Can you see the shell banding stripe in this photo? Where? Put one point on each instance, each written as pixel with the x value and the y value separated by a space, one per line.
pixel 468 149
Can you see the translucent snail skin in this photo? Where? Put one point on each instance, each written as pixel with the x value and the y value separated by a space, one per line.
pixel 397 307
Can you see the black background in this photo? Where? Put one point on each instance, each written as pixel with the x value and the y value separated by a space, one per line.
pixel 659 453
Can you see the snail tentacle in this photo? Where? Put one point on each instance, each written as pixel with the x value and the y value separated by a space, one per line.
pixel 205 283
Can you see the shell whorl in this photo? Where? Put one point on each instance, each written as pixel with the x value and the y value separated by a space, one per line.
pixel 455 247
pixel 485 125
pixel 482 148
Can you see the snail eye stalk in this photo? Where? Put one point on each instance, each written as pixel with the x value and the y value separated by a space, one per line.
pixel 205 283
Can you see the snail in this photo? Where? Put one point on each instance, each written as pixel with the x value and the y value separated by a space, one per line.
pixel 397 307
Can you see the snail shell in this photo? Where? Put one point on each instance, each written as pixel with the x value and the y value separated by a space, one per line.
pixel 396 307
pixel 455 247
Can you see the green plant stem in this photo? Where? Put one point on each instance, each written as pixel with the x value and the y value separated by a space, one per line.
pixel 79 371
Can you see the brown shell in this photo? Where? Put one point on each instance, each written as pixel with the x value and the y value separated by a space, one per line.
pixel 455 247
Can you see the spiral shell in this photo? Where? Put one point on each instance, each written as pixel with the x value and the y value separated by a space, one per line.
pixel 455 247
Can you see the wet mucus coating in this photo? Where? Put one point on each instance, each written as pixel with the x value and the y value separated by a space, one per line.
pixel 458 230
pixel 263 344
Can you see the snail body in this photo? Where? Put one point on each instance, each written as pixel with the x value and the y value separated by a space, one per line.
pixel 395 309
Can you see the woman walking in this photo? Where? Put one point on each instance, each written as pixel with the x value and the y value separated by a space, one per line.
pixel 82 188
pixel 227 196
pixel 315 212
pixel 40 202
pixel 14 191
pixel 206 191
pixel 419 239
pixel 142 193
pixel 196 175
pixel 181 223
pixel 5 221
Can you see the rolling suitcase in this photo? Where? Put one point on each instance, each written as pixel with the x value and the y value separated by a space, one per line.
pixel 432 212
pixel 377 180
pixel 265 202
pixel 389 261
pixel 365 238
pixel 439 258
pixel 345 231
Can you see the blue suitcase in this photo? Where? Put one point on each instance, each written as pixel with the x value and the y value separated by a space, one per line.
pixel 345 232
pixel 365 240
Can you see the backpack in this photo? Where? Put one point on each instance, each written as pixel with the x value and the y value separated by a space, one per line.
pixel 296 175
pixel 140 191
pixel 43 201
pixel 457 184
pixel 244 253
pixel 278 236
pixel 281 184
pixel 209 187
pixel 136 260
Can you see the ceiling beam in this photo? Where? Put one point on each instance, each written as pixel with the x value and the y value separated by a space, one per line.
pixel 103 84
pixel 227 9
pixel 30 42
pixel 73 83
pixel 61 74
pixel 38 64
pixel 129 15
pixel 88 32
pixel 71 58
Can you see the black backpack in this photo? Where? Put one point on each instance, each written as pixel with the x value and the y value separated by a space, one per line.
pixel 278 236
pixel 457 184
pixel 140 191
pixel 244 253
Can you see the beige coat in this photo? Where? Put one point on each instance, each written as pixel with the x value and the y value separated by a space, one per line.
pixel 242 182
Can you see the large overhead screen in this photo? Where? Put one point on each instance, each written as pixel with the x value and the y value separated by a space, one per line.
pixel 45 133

Description of the task: Down to the last character, restate every record.

Task output:
Can you see the shell banding stripe in this photo? Where? Put one point on each instance, each written as pixel with the x value and the y value separated by a space, one per line.
pixel 468 149
Can you see the translucent snail skin in this photo? Where? Put one point on each instance, each written as pixel with the x value and the y value separated by a space, one per line.
pixel 397 307
Can you see the black background in this photo? Where? Put one point on each instance, each written as pixel with the x value and the y value separated by a space, one per line.
pixel 659 453
Can you see the snail tentacle in this photo? Where? Put one point on each instance, each written as pixel with the x value and the y value separated by a space, one per line.
pixel 205 283
Can you see the shell whorl in this photo? Where? Put one point on each instance, each written as pixel with the x value and the y value separated by a space, one per line.
pixel 455 247
pixel 485 125
pixel 482 148
Can you see the snail eye stalk in this photo? Where? Put one point on each instance, each written as pixel with the x value and the y value separated by a space, one per line.
pixel 205 283
Can you see the snail in this photo? Where? Put one point on each instance, each written as pixel with the x value and the y value separated by a space, one per line.
pixel 397 307
Can you see the snail shell in this photo? Where? Put one point on each instance, each written as pixel with the x value and the y value separated by a space, one per line.
pixel 396 307
pixel 455 247
Can you see the green plant stem in this photo? Where? Put one point on each instance, each written as pixel with the x value and the y value separated by a space, one per line.
pixel 79 371
Can you see the brown shell in this photo? Where? Put one point on each instance, each written as pixel with the x value and the y value separated by a space, one per line.
pixel 455 247
Can you see the spiral shell in this photo? Where? Put one point on each instance, each written as pixel with the x value and the y value separated by a space, one per line.
pixel 455 247
Can you see the wet mucus coating in this photo? Where? Put one point on each instance, each written as pixel with the x value and the y value separated by a space, one per line.
pixel 458 230
pixel 263 344
Can you see the snail body in this photo? Where? Put one point on each instance, each written as pixel with the x value and the y value separated by a space, one per line.
pixel 395 309
Can you see the woman walking in this photo? Where? Put one point on each instance, each written as pixel with the x value and the y value separated by a space, one per line.
pixel 82 188
pixel 227 196
pixel 315 212
pixel 40 202
pixel 14 191
pixel 206 191
pixel 419 239
pixel 142 193
pixel 196 175
pixel 181 223
pixel 5 221
Can you see the rolling suitcase in this photo? Where? Put one point on each instance, each written as pixel with the x value and the y value separated by a space, one per line.
pixel 432 212
pixel 377 180
pixel 265 202
pixel 389 261
pixel 365 238
pixel 439 258
pixel 345 231
Can you see the blue suitcase in this photo? Where? Put one point on each instance, each written as pixel with the x value and the y value separated by a space, one per line.
pixel 345 232
pixel 365 240
Can you see the backpack in this photo? Where? Put one point on each instance, each written as pixel with the x value and the y value separated by a space, one per line.
pixel 296 175
pixel 140 191
pixel 43 201
pixel 457 184
pixel 244 253
pixel 278 236
pixel 281 184
pixel 209 187
pixel 136 260
Can you see the ceiling beam in this photo? Where? Put one point on each instance, each written as pixel with the x value and the y value separated by a space, one per line.
pixel 103 84
pixel 227 9
pixel 30 42
pixel 73 83
pixel 61 74
pixel 38 64
pixel 129 15
pixel 88 32
pixel 71 58
Can you see the black backpack in this photo? Where? Put one point on each instance, each written as pixel with the x value and the y value separated by a space, one per line.
pixel 278 236
pixel 457 184
pixel 140 191
pixel 244 253
Can you see the beige coat in this photo? Where? Put one point on each instance, each written as pixel with the x value and the y value separated by a space, one per line.
pixel 242 182
Can you see the large overhead screen in this photo? Where? Put one point on each instance, each written as pixel with the x value and the y value separated by a space, one per line.
pixel 45 133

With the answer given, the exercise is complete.